• **DIRECTIONS FOR THIS TASK**
Will you output all of the data below exactly, omitting the images?

• **RECORDS TO PROCESS**
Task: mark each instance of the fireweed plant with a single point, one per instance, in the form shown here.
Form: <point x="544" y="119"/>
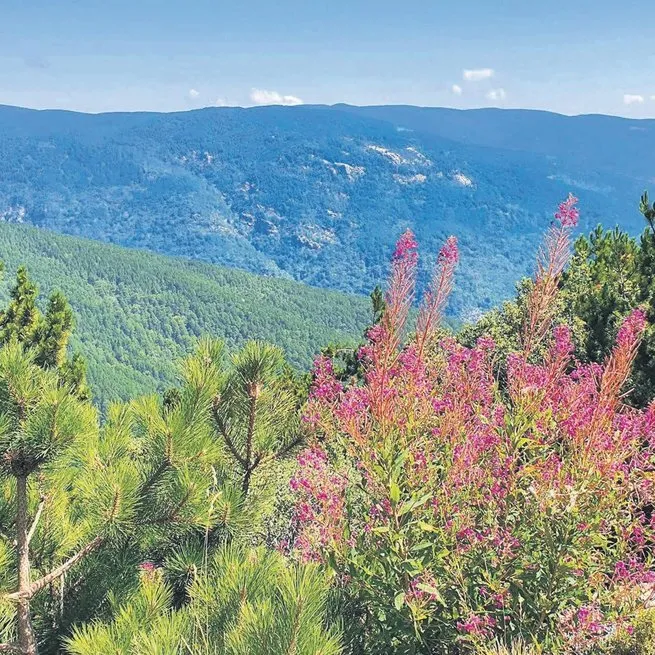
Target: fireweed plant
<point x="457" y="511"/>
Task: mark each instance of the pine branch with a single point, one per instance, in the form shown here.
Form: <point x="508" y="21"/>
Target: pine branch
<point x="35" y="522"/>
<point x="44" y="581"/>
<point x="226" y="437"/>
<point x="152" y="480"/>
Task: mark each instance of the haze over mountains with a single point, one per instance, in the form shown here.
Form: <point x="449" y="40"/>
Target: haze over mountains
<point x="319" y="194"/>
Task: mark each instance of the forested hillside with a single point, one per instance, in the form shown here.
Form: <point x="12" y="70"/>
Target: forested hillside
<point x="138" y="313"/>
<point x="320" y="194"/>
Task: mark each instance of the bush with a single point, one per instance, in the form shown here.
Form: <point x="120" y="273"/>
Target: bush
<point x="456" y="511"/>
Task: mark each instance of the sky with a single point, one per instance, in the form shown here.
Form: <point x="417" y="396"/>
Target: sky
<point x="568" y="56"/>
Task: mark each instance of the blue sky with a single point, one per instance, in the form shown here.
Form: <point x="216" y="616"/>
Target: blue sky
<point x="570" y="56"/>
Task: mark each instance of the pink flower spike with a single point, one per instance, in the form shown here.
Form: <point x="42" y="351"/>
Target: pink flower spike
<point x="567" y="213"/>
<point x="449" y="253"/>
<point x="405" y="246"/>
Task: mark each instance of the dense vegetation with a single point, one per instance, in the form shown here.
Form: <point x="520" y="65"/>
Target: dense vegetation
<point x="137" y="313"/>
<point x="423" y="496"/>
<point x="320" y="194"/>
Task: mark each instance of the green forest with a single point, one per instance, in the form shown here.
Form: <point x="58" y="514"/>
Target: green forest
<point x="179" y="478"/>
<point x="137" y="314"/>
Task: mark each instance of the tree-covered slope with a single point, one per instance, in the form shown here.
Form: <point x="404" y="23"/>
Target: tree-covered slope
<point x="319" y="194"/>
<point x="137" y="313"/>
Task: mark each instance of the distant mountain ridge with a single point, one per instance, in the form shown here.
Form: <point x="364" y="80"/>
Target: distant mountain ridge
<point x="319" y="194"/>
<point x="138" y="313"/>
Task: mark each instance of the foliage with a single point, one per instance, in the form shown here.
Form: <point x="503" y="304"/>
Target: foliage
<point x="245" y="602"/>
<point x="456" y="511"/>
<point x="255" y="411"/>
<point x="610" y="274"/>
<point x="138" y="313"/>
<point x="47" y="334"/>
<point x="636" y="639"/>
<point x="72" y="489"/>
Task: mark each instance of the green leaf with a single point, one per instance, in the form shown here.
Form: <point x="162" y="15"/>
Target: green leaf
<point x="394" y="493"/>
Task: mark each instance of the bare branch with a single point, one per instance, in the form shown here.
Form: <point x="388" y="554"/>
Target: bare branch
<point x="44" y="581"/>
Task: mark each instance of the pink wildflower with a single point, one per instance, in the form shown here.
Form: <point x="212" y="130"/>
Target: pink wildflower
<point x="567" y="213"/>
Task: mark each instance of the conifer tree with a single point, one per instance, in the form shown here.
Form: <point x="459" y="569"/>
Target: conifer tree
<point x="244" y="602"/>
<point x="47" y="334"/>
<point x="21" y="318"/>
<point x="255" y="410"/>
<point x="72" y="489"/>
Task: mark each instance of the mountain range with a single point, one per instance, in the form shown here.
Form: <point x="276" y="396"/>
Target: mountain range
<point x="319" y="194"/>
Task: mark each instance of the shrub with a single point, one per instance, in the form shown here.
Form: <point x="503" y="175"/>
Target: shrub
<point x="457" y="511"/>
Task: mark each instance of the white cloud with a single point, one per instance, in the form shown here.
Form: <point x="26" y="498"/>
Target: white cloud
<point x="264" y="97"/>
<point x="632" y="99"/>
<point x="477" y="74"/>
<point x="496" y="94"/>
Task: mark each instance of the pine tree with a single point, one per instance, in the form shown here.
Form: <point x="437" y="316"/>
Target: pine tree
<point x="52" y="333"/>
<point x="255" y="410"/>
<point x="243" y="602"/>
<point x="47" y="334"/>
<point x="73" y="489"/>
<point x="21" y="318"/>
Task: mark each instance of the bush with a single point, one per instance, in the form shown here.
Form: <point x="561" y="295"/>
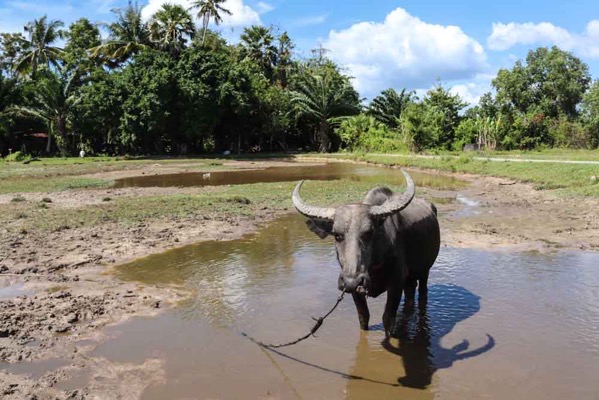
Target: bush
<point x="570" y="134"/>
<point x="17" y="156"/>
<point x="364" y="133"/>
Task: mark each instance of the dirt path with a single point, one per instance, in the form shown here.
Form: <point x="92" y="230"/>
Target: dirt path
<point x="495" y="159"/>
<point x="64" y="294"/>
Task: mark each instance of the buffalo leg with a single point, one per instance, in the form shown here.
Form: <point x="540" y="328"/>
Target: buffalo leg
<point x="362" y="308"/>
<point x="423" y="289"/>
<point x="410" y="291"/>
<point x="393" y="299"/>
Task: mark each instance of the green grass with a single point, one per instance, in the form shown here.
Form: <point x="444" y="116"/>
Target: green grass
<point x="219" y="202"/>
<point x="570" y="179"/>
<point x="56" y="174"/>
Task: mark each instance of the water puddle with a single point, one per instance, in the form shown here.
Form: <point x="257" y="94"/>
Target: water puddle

• **TASK RESPONSE**
Task: mark each instance of the fireweed plant with a single point, one per instance, in the form shown here.
Form: <point x="544" y="119"/>
Target: fireweed plant
<point x="457" y="511"/>
Task: mark each instance of the pine branch with a single point, one per instance, in the form shown here.
Form: <point x="508" y="21"/>
Target: pine branch
<point x="35" y="522"/>
<point x="44" y="581"/>
<point x="226" y="437"/>
<point x="152" y="480"/>
Task: mark each instance of the haze over mountains with a single point, one per instance, in the form shown here.
Form: <point x="449" y="40"/>
Target: haze over mountains
<point x="319" y="194"/>
Task: mark each instance of the forested hillside with a single point, one per instance, in the form shown here.
Form: <point x="12" y="70"/>
Target: forested hillside
<point x="138" y="313"/>
<point x="320" y="194"/>
Task: mark each instance of the bush with a single point, one per instance, in the form shown here.
Form: <point x="120" y="273"/>
Target: bush
<point x="456" y="511"/>
Task: mark each instance of the sky with a single point, one per instance, in the form shown here.
Form: <point x="417" y="396"/>
Target: sky
<point x="568" y="56"/>
Task: mark each instance of the blue sky with a single point, one per instance, in the form shown here.
Form: <point x="216" y="616"/>
Target: blue sky
<point x="570" y="56"/>
Task: mark each instance of the pink flower spike with a single point, one per instance, in the form shown here.
Form: <point x="42" y="351"/>
Target: pink flower spike
<point x="567" y="213"/>
<point x="449" y="253"/>
<point x="405" y="246"/>
Task: mark each instance of the dense vegetation with a single point, one per instance, in the form shown here.
Form: <point x="520" y="65"/>
Target: dense vegetation
<point x="137" y="313"/>
<point x="423" y="496"/>
<point x="320" y="194"/>
Task: mark each instance of the green forest with a single point, one per instance, in the form shown here.
Form: <point x="58" y="514"/>
Target: green forest
<point x="179" y="478"/>
<point x="137" y="314"/>
Task: mark each instance of the tree-covered slope with a single point, one per instance, in the form shown here.
Form: <point x="404" y="23"/>
Target: tree-covered slope
<point x="319" y="194"/>
<point x="137" y="313"/>
Task: mark each instance of the distant mountain ridge with a single point, one per instance, in the form shown here.
Form: <point x="364" y="80"/>
Target: distant mountain ridge
<point x="319" y="194"/>
<point x="138" y="313"/>
Task: mark each instance of the foliage with a single point, one per instance, in the form shown here.
Form: <point x="503" y="304"/>
Target: foliage
<point x="245" y="602"/>
<point x="456" y="511"/>
<point x="255" y="411"/>
<point x="610" y="274"/>
<point x="138" y="313"/>
<point x="47" y="334"/>
<point x="636" y="639"/>
<point x="72" y="489"/>
Task: mark each instance of the green leaf with a single point, one per instance, in the form shown here.
Form: <point x="162" y="15"/>
Target: green leaf
<point x="394" y="493"/>
Task: mark each instance of the bare branch with a single point, one per instance, in the form shown here.
Form: <point x="388" y="554"/>
Target: bare branch
<point x="44" y="581"/>
Task: mark each instance of the pink wildflower with a single point, one per instance, in the form shown here.
Form: <point x="212" y="130"/>
Target: pink wildflower
<point x="567" y="213"/>
Task: mark each instance of the conifer tree with a single point, one per instance, in the form shown here.
Form: <point x="459" y="569"/>
Target: conifer tree
<point x="244" y="602"/>
<point x="47" y="334"/>
<point x="21" y="318"/>
<point x="255" y="410"/>
<point x="72" y="489"/>
Task: mark each instance of the mountain range with a single point, one per instance, in the form shown here.
Form: <point x="276" y="396"/>
Target: mountain range
<point x="319" y="194"/>
Task: mark each instance of the shrub with a single point, one per instance, in the form shown here.
Form: <point x="503" y="175"/>
Target: shrub
<point x="457" y="511"/>
Task: mark each instance of the white cloud with a single point, one per instance, in the form shown here.
Form: <point x="26" y="498"/>
Target: white cloud
<point x="264" y="97"/>
<point x="632" y="99"/>
<point x="477" y="74"/>
<point x="496" y="94"/>
Task: mark each instance of the pine tree with a single point, one per instance, in the form shown here.
Form: <point x="437" y="316"/>
Target: pine tree
<point x="52" y="333"/>
<point x="255" y="410"/>
<point x="243" y="602"/>
<point x="47" y="334"/>
<point x="73" y="489"/>
<point x="21" y="318"/>
Task: mark each instance of the bush with a single point, one per instance, in the form shown here.
Form: <point x="561" y="295"/>
Target: bush
<point x="570" y="134"/>
<point x="17" y="156"/>
<point x="364" y="133"/>
Task: mark each instance of the dirt path with a single point, one per instance, in the form shown here.
Form: <point x="92" y="230"/>
Target: dirt path
<point x="495" y="159"/>
<point x="64" y="294"/>
Task: mark each instance of the buffalo leg with a single point, one per instance, in the form shown here.
Form: <point x="540" y="328"/>
Target: buffalo leg
<point x="362" y="308"/>
<point x="423" y="289"/>
<point x="410" y="291"/>
<point x="393" y="299"/>
Task: mark each instance of the green grass with a single point, one per instance, in the form shown here.
Form: <point x="444" y="116"/>
Target: green grass
<point x="219" y="202"/>
<point x="570" y="179"/>
<point x="56" y="174"/>
Task: mark each instance of the water puddle with a single point, one per instance, in the form shown here.
Form: <point x="257" y="94"/>
Target: water puddle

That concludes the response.